Segment Start: Records to use
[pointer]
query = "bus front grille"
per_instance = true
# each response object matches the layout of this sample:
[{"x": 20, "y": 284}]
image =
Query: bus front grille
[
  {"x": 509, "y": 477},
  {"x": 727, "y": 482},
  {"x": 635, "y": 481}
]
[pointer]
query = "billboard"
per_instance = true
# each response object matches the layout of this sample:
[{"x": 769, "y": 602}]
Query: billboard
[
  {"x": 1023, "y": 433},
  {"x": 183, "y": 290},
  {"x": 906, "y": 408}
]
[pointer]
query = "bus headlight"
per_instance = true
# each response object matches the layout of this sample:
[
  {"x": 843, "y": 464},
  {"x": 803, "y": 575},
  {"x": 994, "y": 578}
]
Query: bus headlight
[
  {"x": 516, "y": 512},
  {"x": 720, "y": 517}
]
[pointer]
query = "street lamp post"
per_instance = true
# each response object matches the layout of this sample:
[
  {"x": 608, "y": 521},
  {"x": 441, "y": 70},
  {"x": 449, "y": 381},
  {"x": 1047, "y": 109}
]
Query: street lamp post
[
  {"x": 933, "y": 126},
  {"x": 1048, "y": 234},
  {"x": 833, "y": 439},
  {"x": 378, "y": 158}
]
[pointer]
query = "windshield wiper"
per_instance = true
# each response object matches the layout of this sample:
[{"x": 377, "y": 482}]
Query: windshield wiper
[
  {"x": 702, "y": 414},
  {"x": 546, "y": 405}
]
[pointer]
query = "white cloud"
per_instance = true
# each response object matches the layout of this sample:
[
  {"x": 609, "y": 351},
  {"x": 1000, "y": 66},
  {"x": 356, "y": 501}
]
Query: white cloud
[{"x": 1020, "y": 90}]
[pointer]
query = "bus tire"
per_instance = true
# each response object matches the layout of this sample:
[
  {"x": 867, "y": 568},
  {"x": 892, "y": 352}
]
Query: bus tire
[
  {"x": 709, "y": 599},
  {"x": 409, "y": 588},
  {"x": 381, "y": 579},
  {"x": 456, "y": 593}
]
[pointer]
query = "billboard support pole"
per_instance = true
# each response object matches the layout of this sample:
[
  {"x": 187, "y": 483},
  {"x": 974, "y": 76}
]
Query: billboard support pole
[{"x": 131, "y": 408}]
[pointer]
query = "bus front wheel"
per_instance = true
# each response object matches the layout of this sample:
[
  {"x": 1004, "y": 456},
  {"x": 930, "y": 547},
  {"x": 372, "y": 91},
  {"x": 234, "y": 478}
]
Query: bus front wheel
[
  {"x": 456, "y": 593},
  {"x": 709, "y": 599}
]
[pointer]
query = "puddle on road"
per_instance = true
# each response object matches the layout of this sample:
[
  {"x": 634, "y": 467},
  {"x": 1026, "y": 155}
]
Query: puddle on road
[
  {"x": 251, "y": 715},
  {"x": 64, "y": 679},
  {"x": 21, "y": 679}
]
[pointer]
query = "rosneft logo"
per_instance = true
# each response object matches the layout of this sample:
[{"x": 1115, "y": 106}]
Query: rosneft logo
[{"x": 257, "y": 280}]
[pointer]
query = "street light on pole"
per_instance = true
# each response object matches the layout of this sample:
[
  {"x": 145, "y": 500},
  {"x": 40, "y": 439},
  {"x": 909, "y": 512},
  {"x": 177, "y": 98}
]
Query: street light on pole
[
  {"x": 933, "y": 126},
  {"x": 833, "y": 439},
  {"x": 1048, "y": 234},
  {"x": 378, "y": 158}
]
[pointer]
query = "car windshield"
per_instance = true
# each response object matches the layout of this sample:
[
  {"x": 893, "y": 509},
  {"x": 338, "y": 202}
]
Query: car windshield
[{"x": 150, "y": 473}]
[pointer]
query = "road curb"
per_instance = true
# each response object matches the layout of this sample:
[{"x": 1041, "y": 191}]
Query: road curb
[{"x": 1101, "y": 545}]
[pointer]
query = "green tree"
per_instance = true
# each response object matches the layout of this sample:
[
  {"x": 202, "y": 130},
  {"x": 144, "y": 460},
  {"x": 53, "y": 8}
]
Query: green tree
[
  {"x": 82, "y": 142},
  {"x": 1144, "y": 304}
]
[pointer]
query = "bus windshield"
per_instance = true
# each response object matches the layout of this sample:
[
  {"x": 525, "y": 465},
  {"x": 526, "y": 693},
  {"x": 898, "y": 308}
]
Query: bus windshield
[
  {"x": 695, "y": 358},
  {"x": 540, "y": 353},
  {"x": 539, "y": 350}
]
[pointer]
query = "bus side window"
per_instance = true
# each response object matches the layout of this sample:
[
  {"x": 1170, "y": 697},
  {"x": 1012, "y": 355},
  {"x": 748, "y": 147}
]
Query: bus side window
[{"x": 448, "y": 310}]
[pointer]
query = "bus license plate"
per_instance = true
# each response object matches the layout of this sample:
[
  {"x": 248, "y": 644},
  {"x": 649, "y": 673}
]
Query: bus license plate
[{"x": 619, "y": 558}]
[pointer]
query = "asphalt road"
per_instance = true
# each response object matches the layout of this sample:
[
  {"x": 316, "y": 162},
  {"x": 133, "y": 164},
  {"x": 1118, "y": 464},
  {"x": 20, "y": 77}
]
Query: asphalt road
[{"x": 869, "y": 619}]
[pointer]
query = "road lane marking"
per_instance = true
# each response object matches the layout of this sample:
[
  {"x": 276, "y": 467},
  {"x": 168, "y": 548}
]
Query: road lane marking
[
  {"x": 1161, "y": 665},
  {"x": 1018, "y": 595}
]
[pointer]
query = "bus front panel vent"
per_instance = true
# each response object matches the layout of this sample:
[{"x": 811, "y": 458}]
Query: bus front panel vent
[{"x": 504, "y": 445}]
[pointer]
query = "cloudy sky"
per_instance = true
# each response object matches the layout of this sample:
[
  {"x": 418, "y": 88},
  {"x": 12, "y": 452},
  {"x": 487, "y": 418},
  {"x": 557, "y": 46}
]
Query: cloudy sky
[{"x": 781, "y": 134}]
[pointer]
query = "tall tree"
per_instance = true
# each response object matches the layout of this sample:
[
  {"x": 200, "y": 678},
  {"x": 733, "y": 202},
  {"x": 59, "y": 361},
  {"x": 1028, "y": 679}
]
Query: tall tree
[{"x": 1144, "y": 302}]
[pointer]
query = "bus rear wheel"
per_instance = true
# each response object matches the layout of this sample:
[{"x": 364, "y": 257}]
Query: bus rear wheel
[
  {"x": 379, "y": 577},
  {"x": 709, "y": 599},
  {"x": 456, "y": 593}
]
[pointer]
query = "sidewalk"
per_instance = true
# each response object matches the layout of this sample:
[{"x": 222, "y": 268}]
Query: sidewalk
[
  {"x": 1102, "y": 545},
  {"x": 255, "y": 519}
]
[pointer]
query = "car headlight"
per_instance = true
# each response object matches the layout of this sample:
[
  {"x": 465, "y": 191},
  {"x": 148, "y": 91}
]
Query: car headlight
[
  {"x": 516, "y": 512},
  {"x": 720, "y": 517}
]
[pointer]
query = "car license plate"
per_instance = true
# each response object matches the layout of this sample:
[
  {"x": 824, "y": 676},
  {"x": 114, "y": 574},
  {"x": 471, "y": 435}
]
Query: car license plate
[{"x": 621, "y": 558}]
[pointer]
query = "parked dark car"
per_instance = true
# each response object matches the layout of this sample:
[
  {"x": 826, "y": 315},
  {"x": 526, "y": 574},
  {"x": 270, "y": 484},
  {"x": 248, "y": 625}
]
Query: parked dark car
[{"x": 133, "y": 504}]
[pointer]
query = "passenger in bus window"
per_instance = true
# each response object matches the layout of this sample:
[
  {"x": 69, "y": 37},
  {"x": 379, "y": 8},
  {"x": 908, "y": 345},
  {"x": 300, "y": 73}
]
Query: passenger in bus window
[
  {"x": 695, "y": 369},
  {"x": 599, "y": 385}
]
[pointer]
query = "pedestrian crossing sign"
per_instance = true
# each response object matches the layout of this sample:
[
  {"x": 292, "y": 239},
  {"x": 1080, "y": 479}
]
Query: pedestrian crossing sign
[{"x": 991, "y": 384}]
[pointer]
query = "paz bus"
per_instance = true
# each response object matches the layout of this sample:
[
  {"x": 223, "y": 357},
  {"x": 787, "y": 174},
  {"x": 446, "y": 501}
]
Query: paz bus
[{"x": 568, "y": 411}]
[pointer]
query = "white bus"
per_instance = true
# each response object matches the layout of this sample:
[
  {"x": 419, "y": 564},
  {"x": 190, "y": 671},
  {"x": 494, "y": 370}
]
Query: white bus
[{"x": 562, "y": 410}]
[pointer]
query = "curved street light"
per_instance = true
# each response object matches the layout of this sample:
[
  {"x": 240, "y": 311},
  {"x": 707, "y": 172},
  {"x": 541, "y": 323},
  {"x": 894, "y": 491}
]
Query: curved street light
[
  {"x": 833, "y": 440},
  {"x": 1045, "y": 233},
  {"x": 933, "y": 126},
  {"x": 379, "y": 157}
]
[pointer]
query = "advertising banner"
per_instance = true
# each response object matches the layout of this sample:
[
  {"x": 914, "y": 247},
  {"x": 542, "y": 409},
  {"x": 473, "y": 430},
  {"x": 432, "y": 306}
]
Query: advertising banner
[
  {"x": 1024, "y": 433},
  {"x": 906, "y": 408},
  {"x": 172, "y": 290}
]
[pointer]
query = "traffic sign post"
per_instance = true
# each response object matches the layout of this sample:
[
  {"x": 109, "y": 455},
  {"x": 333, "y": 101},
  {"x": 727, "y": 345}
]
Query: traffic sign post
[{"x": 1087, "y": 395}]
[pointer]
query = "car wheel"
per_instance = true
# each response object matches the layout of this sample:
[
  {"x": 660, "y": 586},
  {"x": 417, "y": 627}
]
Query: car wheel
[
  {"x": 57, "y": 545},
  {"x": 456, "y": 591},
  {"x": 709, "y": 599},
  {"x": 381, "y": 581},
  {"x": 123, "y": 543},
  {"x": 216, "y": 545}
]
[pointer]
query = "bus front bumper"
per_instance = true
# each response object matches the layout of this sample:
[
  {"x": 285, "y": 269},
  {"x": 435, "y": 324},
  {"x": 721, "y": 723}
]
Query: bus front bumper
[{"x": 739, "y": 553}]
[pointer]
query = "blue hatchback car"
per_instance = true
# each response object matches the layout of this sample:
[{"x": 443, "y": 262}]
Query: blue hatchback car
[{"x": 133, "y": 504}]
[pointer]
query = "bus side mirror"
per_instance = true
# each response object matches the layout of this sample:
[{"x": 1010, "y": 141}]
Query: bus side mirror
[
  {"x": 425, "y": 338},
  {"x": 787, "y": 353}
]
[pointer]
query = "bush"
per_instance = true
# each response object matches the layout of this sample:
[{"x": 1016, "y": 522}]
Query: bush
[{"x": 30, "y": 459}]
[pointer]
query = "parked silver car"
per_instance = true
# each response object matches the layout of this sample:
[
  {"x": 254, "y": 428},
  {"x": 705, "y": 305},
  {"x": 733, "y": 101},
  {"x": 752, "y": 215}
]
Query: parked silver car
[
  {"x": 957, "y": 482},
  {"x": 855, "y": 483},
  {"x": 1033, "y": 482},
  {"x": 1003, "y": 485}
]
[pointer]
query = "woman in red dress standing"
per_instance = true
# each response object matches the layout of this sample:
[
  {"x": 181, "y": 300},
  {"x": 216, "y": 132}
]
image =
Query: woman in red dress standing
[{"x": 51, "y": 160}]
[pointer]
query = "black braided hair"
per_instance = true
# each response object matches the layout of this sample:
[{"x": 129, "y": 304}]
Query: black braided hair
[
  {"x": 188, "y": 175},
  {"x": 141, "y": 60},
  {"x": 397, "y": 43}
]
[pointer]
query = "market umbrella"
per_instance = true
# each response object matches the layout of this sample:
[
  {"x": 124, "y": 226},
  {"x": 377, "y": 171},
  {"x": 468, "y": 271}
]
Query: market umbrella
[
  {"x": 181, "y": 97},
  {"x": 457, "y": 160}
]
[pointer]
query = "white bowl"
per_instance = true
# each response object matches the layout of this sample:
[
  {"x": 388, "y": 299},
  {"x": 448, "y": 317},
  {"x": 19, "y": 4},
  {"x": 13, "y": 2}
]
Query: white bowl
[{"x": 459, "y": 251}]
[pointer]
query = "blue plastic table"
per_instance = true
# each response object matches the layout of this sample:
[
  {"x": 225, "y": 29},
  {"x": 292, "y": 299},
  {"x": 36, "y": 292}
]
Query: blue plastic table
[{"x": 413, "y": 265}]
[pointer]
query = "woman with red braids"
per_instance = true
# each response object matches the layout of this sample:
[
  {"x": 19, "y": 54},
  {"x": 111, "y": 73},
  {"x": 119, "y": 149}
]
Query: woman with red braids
Segment End: Records to use
- Aim of the task:
Where the word "braids" shows up in a line of the listing, return that line.

- Result below:
query = "woman with red braids"
Query: woman with red braids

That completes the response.